» Complete the following
1. In the essay on painting lessons, who taught the writer's first workshop?
2. Repeat everything in the essay on painting lessons from "One thing is" down to "a good work.".

» Reading text
>> Start
One thing is certain; the more I teach, the more I learn. There are so many technical lessons: lessons about values, lessons about color, lessons about edges, lessons about composition, lessons about materials. We need to master all these skills and train our eyes to see, calculate, and arrange the elements of our painting in order to create a good work.
But there are a few lessons that fall into none of these categories. I have come to believe they may be the most important lessons of all. These are more ephemeral lessons that help us create the paintings that come from our hearts. Lessons that keep the joy of learning alive and help us to follow our hearts.
1. The first, and most important lesson, is to allow ourselves to fall in love with the beauty around us. Here I’m paraphrasing several well-known artists: Dan Gerhartz OPAM, Kathie Odom OPA, and the late Richard Schmid. I heartily agree. The first workshop I took, about 5-6 years ago, was from Michelle Dunaway at The Barn in Putney, VT. One of the first things Michelle said, quoting her mentor, Richard Schmid, was this “No camera ever fell in love with its subject, but every artist does”. I remember thinking, oh my gosh, I’ve always felt this way, but thought maybe I was crazy! Certainly I’d never heard another artist say anything like this. Immediately I knew I was in the right place.
>> End
» Point placement records
>> Start
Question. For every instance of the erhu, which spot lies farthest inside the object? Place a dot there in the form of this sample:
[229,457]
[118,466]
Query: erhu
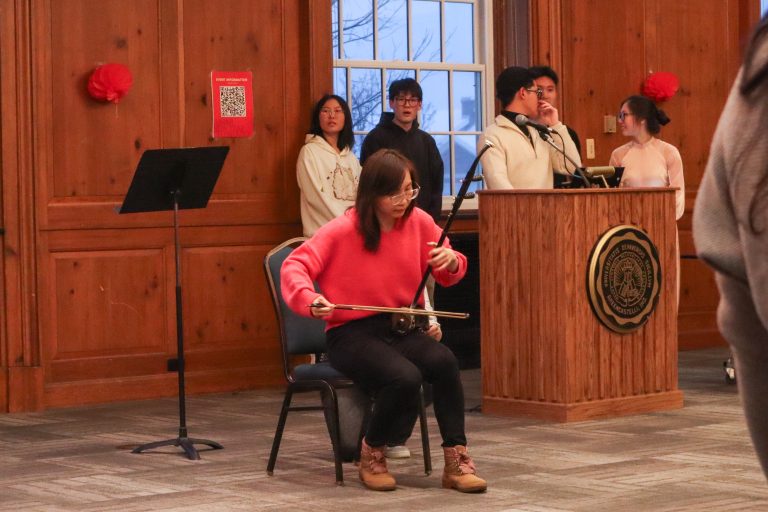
[412,318]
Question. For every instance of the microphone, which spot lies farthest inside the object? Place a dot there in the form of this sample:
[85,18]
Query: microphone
[522,120]
[602,170]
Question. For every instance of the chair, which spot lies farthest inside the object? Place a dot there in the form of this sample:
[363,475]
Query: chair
[299,336]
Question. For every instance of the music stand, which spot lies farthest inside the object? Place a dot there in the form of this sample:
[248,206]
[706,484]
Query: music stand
[175,179]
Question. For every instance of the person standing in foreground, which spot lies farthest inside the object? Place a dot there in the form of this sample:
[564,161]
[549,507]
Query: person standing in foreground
[375,254]
[520,158]
[730,228]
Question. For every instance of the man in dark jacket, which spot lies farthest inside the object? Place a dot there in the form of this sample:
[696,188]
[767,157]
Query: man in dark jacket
[399,130]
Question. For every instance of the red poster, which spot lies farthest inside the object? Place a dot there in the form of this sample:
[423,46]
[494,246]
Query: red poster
[232,94]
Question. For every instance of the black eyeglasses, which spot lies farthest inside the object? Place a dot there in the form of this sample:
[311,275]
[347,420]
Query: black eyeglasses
[407,196]
[539,92]
[622,115]
[410,101]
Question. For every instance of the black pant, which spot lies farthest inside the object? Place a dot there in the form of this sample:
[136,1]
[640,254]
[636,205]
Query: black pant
[392,368]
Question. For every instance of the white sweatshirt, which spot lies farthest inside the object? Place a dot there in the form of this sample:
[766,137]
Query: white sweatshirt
[328,182]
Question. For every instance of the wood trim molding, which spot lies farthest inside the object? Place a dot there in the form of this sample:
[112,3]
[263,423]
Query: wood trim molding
[546,33]
[18,186]
[320,47]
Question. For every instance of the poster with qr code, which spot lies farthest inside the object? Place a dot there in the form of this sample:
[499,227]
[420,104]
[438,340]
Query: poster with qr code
[232,94]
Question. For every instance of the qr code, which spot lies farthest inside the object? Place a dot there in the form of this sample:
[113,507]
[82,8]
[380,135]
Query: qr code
[232,99]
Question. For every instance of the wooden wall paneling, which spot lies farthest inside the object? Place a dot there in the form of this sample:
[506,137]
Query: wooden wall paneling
[95,151]
[111,328]
[20,350]
[600,67]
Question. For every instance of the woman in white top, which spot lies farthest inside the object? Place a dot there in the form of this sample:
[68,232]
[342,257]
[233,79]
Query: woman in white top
[327,170]
[648,161]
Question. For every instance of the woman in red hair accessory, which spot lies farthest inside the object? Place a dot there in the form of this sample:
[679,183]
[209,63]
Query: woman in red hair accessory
[647,160]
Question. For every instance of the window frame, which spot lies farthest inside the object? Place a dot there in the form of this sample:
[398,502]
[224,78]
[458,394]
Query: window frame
[484,60]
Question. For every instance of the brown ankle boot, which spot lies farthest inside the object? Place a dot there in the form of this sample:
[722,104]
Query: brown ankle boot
[373,469]
[459,471]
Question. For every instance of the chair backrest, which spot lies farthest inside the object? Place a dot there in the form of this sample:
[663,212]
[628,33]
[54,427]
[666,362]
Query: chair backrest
[298,334]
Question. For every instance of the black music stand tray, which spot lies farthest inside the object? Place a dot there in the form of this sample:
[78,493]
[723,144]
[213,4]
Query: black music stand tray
[176,179]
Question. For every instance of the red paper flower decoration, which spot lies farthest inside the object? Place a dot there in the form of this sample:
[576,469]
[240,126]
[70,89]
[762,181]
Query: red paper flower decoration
[661,86]
[110,82]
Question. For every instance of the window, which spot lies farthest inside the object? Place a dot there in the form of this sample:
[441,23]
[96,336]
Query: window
[444,44]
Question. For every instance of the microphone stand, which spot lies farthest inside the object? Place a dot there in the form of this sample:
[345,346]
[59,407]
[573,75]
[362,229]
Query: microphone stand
[460,196]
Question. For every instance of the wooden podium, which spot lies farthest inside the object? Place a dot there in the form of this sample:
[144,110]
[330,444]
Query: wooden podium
[544,353]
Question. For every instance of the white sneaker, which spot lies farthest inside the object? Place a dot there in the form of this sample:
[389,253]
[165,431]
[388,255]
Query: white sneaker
[398,452]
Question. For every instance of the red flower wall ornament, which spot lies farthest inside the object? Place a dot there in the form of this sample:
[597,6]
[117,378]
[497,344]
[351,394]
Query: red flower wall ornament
[110,82]
[661,86]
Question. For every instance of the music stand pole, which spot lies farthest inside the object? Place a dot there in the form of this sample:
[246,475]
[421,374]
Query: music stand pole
[183,441]
[176,179]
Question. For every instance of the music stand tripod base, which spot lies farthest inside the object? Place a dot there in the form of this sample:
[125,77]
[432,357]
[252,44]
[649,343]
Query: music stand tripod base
[185,443]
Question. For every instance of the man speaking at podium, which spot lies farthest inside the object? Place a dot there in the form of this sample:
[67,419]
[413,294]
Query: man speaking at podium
[520,157]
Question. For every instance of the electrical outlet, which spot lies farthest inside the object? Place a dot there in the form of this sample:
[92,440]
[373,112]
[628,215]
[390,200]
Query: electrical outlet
[609,124]
[590,149]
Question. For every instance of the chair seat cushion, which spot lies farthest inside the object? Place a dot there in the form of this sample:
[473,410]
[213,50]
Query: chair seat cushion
[318,371]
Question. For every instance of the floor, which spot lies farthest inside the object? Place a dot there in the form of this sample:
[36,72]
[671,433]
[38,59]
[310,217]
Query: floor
[692,459]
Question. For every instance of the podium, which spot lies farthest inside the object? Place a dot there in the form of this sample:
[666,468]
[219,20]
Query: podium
[545,353]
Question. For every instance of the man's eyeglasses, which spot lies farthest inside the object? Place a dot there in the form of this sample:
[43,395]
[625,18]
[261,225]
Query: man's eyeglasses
[410,101]
[539,92]
[329,111]
[403,197]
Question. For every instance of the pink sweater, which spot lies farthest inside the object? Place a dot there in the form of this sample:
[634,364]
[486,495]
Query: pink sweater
[348,274]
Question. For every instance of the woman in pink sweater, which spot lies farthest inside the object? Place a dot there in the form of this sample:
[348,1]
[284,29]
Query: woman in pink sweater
[375,254]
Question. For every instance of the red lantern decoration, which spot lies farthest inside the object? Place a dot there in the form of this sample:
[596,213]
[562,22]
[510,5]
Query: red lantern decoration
[661,86]
[110,82]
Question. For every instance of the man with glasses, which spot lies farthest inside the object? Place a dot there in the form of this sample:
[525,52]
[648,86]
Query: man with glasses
[520,158]
[547,80]
[400,130]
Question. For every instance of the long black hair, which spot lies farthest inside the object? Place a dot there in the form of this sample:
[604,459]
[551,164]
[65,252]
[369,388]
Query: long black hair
[382,175]
[346,136]
[644,109]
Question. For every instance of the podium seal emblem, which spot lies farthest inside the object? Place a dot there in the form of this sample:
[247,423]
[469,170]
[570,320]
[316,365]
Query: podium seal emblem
[623,278]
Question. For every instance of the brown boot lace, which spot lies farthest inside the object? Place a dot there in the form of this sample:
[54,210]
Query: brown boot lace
[462,461]
[374,459]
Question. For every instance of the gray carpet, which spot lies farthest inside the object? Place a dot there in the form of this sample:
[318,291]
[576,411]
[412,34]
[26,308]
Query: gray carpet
[696,458]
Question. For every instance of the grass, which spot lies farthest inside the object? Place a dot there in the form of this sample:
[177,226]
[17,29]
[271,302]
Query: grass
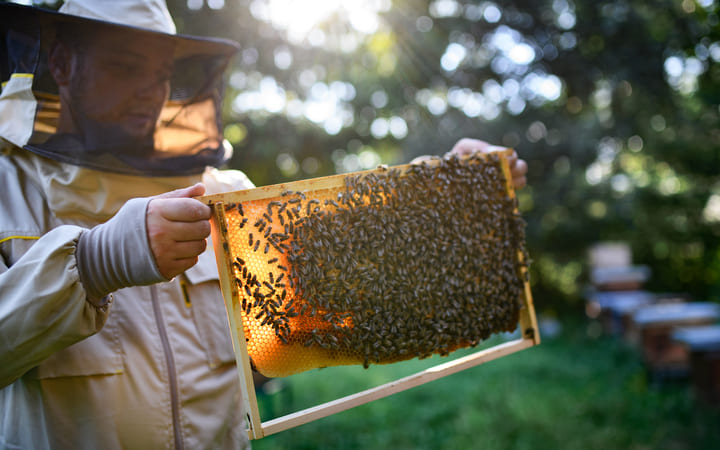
[571,392]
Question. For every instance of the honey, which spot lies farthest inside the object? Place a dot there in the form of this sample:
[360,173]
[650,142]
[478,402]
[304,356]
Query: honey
[391,266]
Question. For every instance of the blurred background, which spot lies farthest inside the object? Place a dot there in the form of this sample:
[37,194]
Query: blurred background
[614,106]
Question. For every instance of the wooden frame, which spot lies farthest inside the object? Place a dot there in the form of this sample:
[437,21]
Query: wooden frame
[257,429]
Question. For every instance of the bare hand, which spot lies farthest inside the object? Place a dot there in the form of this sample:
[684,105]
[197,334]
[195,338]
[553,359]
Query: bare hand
[177,227]
[518,167]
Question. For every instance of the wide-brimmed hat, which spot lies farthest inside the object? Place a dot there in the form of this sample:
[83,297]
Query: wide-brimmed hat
[189,134]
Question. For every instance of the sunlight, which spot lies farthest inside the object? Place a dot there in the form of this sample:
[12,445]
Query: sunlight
[301,19]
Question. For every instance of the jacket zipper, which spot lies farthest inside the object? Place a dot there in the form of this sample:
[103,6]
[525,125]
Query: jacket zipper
[170,361]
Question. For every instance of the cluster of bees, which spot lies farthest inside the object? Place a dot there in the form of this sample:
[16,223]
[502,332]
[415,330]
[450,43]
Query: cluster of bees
[392,266]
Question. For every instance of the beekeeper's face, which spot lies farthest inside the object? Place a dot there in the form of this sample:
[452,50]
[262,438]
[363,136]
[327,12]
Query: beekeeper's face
[115,87]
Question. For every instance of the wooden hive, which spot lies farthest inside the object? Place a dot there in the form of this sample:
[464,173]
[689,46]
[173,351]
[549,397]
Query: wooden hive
[372,267]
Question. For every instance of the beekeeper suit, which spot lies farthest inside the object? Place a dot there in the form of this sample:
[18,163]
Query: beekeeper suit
[110,335]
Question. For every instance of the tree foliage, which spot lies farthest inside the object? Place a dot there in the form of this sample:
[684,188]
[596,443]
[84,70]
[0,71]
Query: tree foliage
[613,104]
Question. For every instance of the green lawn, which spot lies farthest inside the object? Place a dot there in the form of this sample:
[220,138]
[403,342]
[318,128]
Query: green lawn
[571,392]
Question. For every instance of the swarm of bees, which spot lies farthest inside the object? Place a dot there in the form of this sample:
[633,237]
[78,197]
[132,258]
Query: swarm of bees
[392,266]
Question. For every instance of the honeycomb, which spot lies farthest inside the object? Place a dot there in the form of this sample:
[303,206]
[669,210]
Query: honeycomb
[391,266]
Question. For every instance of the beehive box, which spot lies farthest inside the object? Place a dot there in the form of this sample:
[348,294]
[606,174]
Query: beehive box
[372,267]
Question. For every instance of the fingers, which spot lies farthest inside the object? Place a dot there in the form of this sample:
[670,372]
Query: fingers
[467,146]
[180,209]
[518,170]
[188,192]
[177,228]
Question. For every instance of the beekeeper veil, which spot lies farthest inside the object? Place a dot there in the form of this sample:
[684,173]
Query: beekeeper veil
[109,85]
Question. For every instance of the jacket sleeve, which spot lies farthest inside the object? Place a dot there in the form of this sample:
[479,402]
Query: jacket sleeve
[43,305]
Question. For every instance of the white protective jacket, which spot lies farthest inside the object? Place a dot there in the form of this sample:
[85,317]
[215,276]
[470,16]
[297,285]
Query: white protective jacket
[152,369]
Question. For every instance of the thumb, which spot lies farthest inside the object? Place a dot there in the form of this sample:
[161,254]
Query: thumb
[188,192]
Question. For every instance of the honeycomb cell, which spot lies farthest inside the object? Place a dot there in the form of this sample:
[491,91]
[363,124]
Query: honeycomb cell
[392,266]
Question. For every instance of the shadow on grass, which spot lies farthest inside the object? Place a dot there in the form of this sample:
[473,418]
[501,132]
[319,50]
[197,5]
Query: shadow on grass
[570,392]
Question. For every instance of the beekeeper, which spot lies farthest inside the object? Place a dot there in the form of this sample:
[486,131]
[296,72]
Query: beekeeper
[113,332]
[111,336]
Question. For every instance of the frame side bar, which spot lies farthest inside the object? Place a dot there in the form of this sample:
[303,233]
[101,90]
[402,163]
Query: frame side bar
[224,262]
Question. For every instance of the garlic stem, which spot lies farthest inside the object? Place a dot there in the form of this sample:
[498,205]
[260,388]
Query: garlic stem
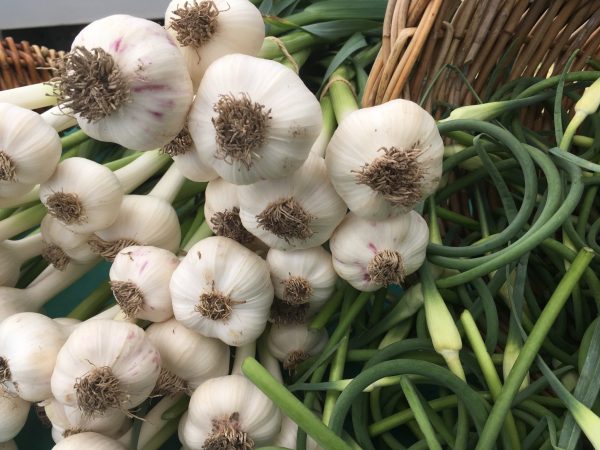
[169,185]
[52,281]
[241,353]
[21,221]
[59,119]
[135,173]
[33,96]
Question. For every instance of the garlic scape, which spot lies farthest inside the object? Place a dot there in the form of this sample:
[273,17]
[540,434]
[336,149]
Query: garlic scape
[372,254]
[89,440]
[105,364]
[13,411]
[29,344]
[141,220]
[139,279]
[223,290]
[69,420]
[244,124]
[188,358]
[385,159]
[300,211]
[126,82]
[229,413]
[29,150]
[292,344]
[14,253]
[206,30]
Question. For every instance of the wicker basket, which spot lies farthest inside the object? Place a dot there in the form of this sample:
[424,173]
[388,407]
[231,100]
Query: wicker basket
[489,41]
[22,64]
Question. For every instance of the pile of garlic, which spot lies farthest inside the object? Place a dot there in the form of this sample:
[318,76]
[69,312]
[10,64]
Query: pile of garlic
[283,235]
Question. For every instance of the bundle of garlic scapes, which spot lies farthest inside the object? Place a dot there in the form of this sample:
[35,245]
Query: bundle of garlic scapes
[185,300]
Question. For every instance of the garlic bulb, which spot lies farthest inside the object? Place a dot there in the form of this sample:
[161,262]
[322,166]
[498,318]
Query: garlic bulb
[223,290]
[89,440]
[14,411]
[371,254]
[105,364]
[139,279]
[188,358]
[68,420]
[61,245]
[230,412]
[14,253]
[206,30]
[29,344]
[292,344]
[302,277]
[29,150]
[300,211]
[142,220]
[222,212]
[245,124]
[83,195]
[185,156]
[126,82]
[385,159]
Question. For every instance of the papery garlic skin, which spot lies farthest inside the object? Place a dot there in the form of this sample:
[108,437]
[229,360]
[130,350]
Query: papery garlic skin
[220,399]
[68,419]
[315,207]
[229,284]
[29,150]
[258,90]
[139,278]
[29,345]
[142,220]
[159,88]
[105,349]
[236,26]
[292,344]
[13,411]
[83,195]
[302,276]
[372,254]
[188,355]
[397,140]
[63,246]
[89,440]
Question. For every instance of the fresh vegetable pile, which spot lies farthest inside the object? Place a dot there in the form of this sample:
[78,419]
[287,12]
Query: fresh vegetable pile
[282,269]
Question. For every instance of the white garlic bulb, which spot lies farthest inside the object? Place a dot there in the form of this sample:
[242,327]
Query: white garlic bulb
[13,411]
[68,420]
[188,358]
[83,195]
[292,344]
[244,124]
[302,277]
[223,290]
[222,212]
[105,364]
[142,220]
[139,279]
[62,246]
[136,89]
[29,344]
[300,211]
[29,150]
[206,30]
[385,159]
[89,440]
[230,411]
[14,253]
[370,255]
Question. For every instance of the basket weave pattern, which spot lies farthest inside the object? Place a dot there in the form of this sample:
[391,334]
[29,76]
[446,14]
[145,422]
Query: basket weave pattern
[22,64]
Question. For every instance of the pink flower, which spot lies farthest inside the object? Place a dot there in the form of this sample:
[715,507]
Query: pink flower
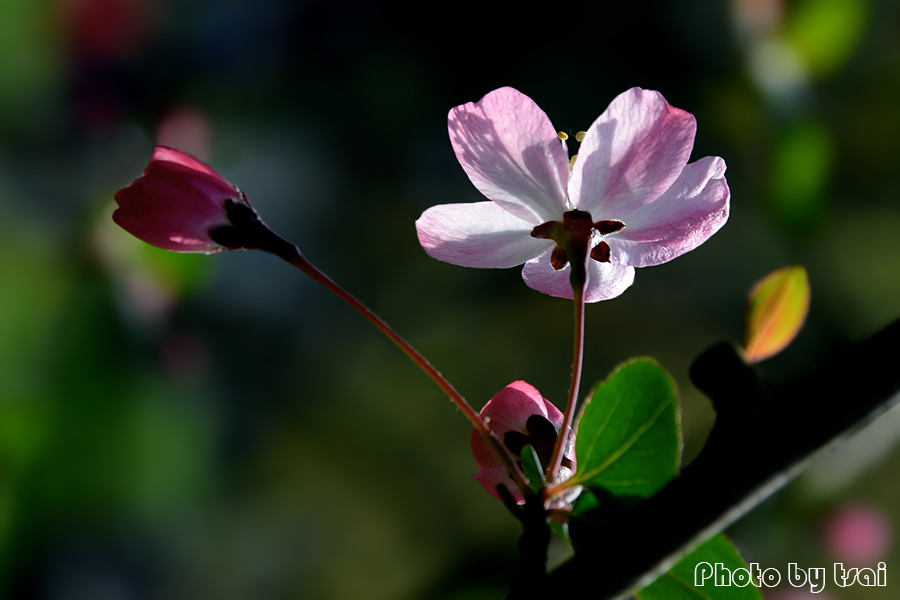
>> End
» Task answers
1. Michelle Dunaway

2.
One thing is certain; the more I teach, the more I learn. There are so many technical lessons: lessons about values, lessons about color, lessons about edges, lessons about composition, lessons about materials. We need to master all these skills and train our eyes to see, calculate, and arrange the elements of our painting in order to create a good work.